◆ EXERCISE DIRECTIONS
Could you print the data that follows exactly as given?
(DATA SECTION Opens)
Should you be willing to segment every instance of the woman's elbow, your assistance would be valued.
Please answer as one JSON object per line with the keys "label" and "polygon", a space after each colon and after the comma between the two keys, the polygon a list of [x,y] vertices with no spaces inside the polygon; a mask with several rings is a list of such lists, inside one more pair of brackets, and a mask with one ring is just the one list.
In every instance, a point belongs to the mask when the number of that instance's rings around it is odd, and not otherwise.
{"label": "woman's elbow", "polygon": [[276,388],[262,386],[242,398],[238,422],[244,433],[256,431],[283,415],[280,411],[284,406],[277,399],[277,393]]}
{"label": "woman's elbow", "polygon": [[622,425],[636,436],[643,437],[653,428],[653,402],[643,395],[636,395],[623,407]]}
(DATA SECTION Closes)
◆ RESPONSE AREA
Should you be willing to segment every instance of the woman's elbow, your assistance would be valued.
Please answer as one JSON object per line with the keys "label" and "polygon", a space after each colon and after the comma between the two keys, the polygon a list of [x,y] vertices with no spaces inside the polygon; a mask with several rings is a list of such lists, inside one more pair of brackets, and a mask with one ring is just the one list.
In every instance, a point belongs to the mask when the number of that instance's rings around it is odd, and not otherwise.
{"label": "woman's elbow", "polygon": [[276,388],[262,386],[242,398],[238,422],[244,433],[256,431],[283,415],[280,411],[284,406],[277,399],[277,393]]}
{"label": "woman's elbow", "polygon": [[622,425],[636,436],[643,437],[653,428],[653,402],[643,395],[636,395],[623,407]]}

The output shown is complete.